## [Set task]
Gather every line in the items below that contains the word "woman", and copy each of those lines. Case counts when matching.

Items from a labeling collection
---+---
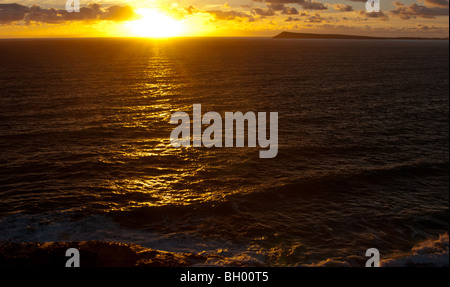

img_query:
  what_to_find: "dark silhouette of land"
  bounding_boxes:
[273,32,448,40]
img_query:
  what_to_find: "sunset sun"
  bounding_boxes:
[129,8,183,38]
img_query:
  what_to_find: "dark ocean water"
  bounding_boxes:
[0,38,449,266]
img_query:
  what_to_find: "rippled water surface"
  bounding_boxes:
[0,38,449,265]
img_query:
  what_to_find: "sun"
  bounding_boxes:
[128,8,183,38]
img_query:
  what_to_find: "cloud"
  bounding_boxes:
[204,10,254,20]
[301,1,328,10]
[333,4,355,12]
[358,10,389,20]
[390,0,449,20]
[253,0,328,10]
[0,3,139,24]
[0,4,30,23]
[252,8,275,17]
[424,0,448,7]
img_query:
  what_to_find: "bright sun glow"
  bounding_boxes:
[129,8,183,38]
---+---
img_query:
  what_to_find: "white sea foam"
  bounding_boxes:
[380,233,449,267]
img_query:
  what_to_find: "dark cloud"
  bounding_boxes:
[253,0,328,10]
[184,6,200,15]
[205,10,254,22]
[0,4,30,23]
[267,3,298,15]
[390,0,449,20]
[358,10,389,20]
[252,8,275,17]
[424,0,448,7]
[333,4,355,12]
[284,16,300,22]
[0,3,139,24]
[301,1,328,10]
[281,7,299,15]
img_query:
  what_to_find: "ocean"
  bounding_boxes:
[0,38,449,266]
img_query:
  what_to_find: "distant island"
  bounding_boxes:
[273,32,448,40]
---+---
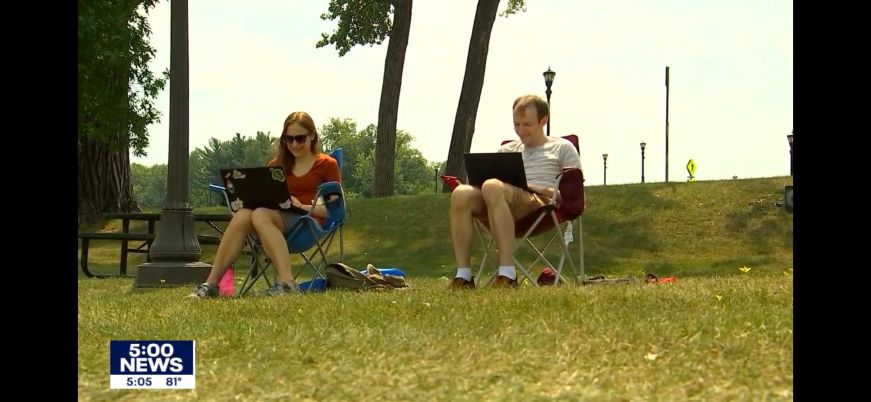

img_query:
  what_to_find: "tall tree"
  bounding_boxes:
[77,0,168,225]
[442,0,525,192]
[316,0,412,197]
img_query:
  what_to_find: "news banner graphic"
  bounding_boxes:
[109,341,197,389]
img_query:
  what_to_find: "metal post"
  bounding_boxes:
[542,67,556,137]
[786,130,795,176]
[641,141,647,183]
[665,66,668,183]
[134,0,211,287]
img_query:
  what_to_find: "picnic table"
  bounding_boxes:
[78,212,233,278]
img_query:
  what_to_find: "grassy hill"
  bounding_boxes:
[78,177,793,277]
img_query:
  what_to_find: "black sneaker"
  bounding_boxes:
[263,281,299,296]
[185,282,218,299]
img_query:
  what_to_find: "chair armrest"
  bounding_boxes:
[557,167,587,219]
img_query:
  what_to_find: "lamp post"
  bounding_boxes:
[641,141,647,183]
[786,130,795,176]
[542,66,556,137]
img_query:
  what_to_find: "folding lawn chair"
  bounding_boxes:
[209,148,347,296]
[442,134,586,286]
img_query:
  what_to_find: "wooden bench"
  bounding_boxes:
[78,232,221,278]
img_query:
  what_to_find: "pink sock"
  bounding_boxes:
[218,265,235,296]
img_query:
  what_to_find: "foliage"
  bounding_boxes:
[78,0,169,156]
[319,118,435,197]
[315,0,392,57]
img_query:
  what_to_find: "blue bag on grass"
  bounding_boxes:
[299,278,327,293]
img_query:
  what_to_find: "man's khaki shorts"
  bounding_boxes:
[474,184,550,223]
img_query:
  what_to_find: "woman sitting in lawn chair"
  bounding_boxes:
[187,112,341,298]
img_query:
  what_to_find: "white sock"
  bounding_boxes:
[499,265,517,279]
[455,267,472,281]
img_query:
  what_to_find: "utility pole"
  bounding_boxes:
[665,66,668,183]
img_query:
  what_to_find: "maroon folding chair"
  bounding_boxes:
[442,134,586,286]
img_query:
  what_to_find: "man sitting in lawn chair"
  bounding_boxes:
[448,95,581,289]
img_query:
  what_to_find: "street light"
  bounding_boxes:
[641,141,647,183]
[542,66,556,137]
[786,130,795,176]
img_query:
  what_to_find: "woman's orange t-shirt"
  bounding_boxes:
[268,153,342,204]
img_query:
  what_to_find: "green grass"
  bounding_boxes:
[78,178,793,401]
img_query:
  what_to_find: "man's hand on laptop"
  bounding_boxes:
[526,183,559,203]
---+---
## [Worked answer]
  what_to_find: "woman sitting in lawn chair"
  what_to_find: "woman's orange t-shirt"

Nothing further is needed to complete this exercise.